RECORDS PROVIDED.
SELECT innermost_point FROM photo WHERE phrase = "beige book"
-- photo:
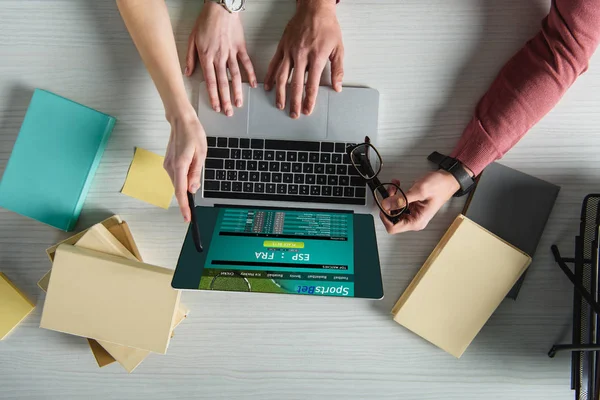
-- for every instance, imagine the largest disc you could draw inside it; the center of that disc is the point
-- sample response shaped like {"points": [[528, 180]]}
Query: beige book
{"points": [[460, 285], [130, 357], [14, 306], [114, 299], [116, 226], [120, 230], [103, 357]]}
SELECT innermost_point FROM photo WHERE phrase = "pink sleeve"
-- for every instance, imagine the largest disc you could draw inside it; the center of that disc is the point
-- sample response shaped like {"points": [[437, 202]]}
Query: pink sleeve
{"points": [[532, 82]]}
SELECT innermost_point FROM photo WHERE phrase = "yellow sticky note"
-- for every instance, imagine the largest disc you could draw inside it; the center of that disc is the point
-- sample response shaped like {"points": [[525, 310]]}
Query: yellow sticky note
{"points": [[14, 306], [147, 180]]}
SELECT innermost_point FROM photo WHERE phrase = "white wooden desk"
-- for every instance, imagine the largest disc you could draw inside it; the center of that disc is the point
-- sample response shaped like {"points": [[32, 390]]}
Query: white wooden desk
{"points": [[431, 61]]}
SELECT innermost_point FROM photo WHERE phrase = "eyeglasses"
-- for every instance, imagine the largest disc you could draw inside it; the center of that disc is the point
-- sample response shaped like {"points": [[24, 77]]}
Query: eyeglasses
{"points": [[367, 161]]}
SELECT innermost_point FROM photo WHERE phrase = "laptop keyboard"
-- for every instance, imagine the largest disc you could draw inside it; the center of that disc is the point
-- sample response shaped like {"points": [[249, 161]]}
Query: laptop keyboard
{"points": [[281, 170]]}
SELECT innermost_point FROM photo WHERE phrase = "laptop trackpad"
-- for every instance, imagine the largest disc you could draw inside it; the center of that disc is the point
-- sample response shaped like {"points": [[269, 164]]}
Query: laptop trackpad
{"points": [[266, 121]]}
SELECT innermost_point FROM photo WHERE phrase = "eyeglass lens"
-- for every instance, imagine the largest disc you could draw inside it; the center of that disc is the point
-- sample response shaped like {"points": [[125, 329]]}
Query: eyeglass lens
{"points": [[394, 206], [366, 160]]}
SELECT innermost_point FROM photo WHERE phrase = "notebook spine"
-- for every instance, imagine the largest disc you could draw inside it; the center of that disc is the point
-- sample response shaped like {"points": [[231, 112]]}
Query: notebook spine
{"points": [[92, 171]]}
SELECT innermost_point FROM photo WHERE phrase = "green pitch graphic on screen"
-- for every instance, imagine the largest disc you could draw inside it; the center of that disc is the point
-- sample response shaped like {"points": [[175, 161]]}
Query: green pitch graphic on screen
{"points": [[276, 251]]}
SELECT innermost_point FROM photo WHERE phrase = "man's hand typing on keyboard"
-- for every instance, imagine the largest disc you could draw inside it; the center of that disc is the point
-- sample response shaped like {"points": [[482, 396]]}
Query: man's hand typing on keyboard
{"points": [[150, 28], [311, 37], [186, 153], [218, 42]]}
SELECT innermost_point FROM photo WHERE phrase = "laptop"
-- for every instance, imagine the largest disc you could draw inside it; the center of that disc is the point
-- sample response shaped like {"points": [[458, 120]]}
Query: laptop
{"points": [[281, 250], [261, 154]]}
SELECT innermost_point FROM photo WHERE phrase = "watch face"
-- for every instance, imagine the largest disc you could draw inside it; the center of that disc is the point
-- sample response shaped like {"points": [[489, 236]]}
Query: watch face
{"points": [[235, 5]]}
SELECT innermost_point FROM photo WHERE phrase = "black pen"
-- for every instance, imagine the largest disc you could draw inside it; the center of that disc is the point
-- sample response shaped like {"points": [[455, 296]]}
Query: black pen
{"points": [[194, 222]]}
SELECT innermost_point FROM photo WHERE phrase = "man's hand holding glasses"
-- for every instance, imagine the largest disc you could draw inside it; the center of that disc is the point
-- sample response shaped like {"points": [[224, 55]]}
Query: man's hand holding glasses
{"points": [[399, 211]]}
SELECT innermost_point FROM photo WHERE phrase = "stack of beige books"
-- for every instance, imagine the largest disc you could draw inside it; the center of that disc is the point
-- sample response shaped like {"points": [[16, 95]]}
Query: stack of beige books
{"points": [[99, 288], [460, 285]]}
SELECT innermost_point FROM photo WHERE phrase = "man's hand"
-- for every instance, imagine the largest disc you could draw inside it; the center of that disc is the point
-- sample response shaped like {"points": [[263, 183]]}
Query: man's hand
{"points": [[425, 198], [218, 40], [311, 37], [185, 157]]}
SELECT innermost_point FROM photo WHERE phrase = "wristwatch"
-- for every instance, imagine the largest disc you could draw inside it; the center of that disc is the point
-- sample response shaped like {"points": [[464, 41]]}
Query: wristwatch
{"points": [[231, 5], [457, 170]]}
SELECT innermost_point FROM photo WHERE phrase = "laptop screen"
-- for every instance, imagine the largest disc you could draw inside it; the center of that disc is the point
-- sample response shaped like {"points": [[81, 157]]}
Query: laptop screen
{"points": [[281, 251]]}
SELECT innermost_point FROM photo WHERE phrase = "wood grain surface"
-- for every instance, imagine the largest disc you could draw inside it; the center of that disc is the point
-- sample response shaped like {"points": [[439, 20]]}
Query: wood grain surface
{"points": [[431, 61]]}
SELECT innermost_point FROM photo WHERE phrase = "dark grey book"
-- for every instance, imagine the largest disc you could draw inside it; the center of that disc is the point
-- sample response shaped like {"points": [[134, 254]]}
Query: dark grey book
{"points": [[514, 206]]}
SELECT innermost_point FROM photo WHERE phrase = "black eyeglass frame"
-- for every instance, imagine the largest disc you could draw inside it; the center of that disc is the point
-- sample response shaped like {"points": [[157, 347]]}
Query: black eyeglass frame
{"points": [[373, 182]]}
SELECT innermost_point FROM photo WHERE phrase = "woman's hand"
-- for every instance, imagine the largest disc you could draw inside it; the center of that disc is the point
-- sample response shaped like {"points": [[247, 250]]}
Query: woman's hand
{"points": [[185, 157], [311, 37], [425, 198], [218, 41]]}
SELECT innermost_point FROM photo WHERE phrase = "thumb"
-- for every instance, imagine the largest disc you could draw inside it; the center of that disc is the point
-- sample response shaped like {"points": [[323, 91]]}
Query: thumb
{"points": [[194, 174], [190, 58], [337, 68]]}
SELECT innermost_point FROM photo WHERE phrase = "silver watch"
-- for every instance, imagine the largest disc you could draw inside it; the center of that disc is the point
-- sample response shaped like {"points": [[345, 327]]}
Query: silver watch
{"points": [[231, 5]]}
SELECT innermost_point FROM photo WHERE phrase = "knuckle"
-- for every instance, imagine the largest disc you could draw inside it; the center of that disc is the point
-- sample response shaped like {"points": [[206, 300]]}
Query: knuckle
{"points": [[182, 164], [223, 81], [311, 92], [300, 52], [296, 86], [211, 84]]}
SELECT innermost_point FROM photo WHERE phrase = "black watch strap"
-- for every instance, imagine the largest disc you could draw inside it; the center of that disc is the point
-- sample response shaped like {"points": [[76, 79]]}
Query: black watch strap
{"points": [[457, 170]]}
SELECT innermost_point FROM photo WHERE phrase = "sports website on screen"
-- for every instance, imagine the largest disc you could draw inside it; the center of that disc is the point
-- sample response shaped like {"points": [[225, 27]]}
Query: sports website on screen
{"points": [[281, 251]]}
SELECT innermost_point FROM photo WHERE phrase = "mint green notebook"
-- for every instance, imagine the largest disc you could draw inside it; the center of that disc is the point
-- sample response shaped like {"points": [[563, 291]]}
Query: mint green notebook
{"points": [[54, 160]]}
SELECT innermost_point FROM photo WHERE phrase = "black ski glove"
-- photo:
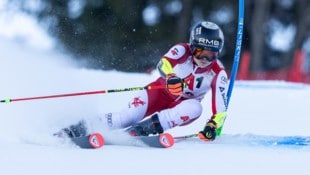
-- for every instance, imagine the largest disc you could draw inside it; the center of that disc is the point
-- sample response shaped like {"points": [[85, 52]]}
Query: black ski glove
{"points": [[174, 85], [209, 131]]}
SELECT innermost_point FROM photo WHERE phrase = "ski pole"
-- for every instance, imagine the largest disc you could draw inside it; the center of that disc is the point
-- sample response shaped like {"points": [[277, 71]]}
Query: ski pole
{"points": [[186, 136], [235, 64], [8, 100]]}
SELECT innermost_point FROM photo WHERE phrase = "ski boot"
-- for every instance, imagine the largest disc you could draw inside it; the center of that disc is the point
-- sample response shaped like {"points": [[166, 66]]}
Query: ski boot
{"points": [[146, 127], [76, 130]]}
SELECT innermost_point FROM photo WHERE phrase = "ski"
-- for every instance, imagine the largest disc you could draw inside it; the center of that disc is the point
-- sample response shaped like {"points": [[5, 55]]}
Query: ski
{"points": [[92, 141], [96, 140]]}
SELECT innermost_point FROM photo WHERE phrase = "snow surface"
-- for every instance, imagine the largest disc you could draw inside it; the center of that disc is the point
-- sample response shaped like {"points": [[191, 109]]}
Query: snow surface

EXERCISE DETAILS.
Count the lines in the data that include the string "laptop", and reply with that number alone.

EXERCISE OUTPUT.
8